● DESCRIPCIÓN DE LA TAREA: ¿Puedes imprimir sin cambios el fragmento del artículo sobre la higiene de las manos que comienza en «Recientemente, en una» y termina en «en las manos.»?

● TEXTO PROPORCIONADO:
Juventud Rebelde - Diario de la Juventud Cubana

El pincho o la vida

Autor:

Luis Raúl Vázquez Muñoz

Si por estos días a Pánfilo lo asaltaran en plena calle (como él cuenta en uno de sus espectáculos) y le exigieran la bolsa o la vida, a lo mejor él (con el ceño fruncido y la mirada desafiante) sacaría un pincho en vez de la libreta de abastecimiento.

Sí, no se asombre: un pincho de los que se usan en las panaderías para entregar el pan. O una pinza. O un par de guantes, algo que ayude a resguardar la vida y decirle al coronavirus: «Tú, pa’llá, pa’llá».

Recientemente, en una de las conferencias con los medios de prensa de Ciego de Ávila, el doctor José Ramón Artigas Serpa, especialista de segundo grado en Higiene y Epidemiología y metodólogo docente del Centro Provincial de Higiene, Epidemiología y Microbiología, alertaba sobre la necesidad de una constante higiene en las manos como garantía para prevenir el contagio.

Durante el encuentro el galeno comentaba que desde hacía tiempo (pero en especial en las últimas semanas, a partir del impacto de la cepa delta) había observado que las personas mostraban mayor interés en la protección del rostro al usar caretas y doble mascarilla. Sin embargo, señalaba el médico, ese mismo rigor no se percibía en las manos.

«Nadie imagina el peligro que hay con ese olvido», insistía el doctor Artigas para luego ejemplificar cómo un gesto instintivo —un ligero pase de dedos por la frente tras tocar una superficie, la más impensable— se convertía en el origen silencioso del contagio y causa de angustia de numerosas familias que se preguntaban una y otra vez dónde y cómo se habían infectado.

No es que se siga al pie de la letra (aunque intenciones sobran) el ejemplo de Melvin Udall, el neurótico escritor interpretado por Jack Nicholson en la película As Good as It Gets (título en español: Mejor… imposible) y que cada vez que toquemos algo nos lavemos las manos con un jabón nuevo para luego, así nuevecito como está, botarlo con una mueca de asco.

● DATOS DE ENTRADA:
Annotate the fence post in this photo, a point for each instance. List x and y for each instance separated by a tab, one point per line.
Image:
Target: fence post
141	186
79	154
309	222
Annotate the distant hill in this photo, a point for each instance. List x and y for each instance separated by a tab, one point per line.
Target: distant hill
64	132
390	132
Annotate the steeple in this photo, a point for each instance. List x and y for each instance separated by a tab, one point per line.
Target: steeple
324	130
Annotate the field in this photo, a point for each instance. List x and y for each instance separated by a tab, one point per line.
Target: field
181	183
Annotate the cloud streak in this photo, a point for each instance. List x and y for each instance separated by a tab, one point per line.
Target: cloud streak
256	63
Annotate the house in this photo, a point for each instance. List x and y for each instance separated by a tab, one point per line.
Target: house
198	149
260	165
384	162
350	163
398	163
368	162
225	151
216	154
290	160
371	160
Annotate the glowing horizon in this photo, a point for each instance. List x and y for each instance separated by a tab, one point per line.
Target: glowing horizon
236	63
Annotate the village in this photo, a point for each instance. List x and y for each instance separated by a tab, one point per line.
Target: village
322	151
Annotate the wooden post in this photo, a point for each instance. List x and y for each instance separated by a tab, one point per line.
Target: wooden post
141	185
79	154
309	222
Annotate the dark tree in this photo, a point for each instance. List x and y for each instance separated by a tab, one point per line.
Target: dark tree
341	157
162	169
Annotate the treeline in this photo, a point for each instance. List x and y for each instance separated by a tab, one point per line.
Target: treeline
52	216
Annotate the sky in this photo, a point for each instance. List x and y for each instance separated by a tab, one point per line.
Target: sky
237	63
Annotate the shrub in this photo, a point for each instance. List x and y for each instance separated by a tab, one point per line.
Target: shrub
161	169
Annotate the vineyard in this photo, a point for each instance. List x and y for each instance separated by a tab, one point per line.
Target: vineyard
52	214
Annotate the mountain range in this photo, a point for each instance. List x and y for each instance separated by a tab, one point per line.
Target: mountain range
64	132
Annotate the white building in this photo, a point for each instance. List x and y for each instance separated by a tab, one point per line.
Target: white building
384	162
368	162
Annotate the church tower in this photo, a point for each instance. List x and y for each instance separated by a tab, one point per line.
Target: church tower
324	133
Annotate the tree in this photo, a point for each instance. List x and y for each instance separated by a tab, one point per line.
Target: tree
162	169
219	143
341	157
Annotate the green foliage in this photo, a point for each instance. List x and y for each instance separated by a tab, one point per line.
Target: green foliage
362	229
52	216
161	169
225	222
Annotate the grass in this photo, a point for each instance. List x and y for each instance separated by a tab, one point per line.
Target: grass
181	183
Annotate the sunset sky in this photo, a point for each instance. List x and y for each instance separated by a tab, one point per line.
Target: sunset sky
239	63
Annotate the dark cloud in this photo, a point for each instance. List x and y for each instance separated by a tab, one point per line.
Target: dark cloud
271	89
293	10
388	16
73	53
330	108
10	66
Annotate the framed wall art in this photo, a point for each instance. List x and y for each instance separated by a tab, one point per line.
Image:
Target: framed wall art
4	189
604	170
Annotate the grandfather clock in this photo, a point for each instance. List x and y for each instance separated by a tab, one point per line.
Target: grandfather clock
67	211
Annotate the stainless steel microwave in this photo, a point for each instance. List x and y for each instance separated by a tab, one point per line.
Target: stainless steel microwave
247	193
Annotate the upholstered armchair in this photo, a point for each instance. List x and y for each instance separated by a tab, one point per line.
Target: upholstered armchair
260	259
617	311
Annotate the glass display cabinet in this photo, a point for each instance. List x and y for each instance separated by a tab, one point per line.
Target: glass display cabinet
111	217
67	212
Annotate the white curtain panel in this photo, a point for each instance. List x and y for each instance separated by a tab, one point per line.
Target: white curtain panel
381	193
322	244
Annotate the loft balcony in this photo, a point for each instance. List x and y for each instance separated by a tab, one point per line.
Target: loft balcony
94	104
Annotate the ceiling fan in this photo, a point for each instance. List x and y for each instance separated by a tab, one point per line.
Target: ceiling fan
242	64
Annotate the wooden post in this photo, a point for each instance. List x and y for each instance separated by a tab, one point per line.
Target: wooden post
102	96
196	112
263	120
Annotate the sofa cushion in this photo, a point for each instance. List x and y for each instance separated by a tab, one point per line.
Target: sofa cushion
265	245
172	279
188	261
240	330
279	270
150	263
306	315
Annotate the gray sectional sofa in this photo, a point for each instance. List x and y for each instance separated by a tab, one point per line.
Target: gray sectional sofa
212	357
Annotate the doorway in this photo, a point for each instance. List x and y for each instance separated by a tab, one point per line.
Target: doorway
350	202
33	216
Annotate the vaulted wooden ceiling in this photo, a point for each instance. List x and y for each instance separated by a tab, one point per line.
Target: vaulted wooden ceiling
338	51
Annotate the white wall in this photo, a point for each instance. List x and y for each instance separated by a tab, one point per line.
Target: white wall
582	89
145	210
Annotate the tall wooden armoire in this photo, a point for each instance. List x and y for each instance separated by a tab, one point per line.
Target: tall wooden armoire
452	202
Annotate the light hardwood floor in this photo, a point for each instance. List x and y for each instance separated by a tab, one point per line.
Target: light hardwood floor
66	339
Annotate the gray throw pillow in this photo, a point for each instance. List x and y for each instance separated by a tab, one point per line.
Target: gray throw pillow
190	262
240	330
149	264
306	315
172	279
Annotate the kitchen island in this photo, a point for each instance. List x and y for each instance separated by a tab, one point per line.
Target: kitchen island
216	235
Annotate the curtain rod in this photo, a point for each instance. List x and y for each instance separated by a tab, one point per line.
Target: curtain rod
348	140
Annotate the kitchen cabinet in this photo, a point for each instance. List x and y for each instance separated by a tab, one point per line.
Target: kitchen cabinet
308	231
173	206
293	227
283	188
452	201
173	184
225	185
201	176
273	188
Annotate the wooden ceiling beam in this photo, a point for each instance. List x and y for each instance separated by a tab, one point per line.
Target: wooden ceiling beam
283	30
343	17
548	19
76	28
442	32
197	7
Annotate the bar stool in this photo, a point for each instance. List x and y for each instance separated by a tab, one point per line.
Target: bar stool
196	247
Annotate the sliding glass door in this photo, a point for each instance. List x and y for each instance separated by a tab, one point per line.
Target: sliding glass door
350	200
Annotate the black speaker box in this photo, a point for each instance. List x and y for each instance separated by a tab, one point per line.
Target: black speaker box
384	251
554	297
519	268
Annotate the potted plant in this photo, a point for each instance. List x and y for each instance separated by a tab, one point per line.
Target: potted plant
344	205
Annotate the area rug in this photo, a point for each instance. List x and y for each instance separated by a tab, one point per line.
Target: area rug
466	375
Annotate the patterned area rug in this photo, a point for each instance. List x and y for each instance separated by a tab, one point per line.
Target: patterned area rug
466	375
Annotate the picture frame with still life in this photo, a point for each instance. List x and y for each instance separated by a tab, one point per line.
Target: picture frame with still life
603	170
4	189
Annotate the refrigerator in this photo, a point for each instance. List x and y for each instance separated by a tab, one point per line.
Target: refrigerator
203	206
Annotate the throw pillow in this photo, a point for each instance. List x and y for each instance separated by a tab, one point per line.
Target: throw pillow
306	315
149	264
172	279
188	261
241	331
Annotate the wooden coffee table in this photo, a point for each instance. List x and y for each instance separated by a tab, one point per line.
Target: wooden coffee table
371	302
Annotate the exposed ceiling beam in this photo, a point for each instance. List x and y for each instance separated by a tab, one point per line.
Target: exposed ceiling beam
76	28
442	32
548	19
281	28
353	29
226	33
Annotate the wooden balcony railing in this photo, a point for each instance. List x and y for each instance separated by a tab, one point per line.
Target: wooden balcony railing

● RESPUESTA:
Recientemente, en una de las conferencias con los medios de prensa de Ciego de Ávila, el doctor José Ramón Artigas Serpa, especialista de segundo grado en Higiene y Epidemiología y metodólogo docente del Centro Provincial de Higiene, Epidemiología y Microbiología, alertaba sobre la necesidad de una constante higiene en las manos como garantía para prevenir el contagio.

Durante el encuentro el galeno comentaba que desde hacía tiempo (pero en especial en las últimas semanas, a partir del impacto de la cepa delta) había observado que las personas mostraban mayor interés en la protección del rostro al usar caretas y doble mascarilla. Sin embargo, señalaba el médico, ese mismo rigor no se percibía en las manos.